## PROBLEM TO SOLVE
Reproduce every line of the entries below verbatim, omitting the pictures.

## STORED RECORDS
## Begin
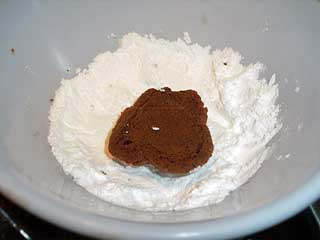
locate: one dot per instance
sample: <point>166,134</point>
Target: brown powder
<point>164,129</point>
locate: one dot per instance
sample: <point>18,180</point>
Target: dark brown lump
<point>163,129</point>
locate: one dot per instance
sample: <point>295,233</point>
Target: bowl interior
<point>50,38</point>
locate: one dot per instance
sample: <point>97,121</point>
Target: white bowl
<point>51,36</point>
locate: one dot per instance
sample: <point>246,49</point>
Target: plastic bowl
<point>44,41</point>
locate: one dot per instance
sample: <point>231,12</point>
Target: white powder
<point>242,118</point>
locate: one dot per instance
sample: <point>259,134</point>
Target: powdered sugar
<point>242,118</point>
## End
## REPLY TO THE EXERCISE
locate: one dot per instance
sample: <point>166,134</point>
Target: brown powder
<point>164,129</point>
locate: one dot per instance
sample: <point>18,180</point>
Target: dark brown lump
<point>163,129</point>
locate: one dot per instance
sample: <point>295,233</point>
Target: bowl interior
<point>50,38</point>
locate: one dot per instance
sample: <point>97,121</point>
Target: white bowl
<point>51,36</point>
locate: one dot per instance
sample: <point>246,49</point>
Target: plastic bowl
<point>44,41</point>
locate: one dot per instance
sample: <point>231,12</point>
Target: white powder
<point>242,118</point>
locate: one dot per instance
sample: <point>259,134</point>
Target: powdered sugar
<point>242,118</point>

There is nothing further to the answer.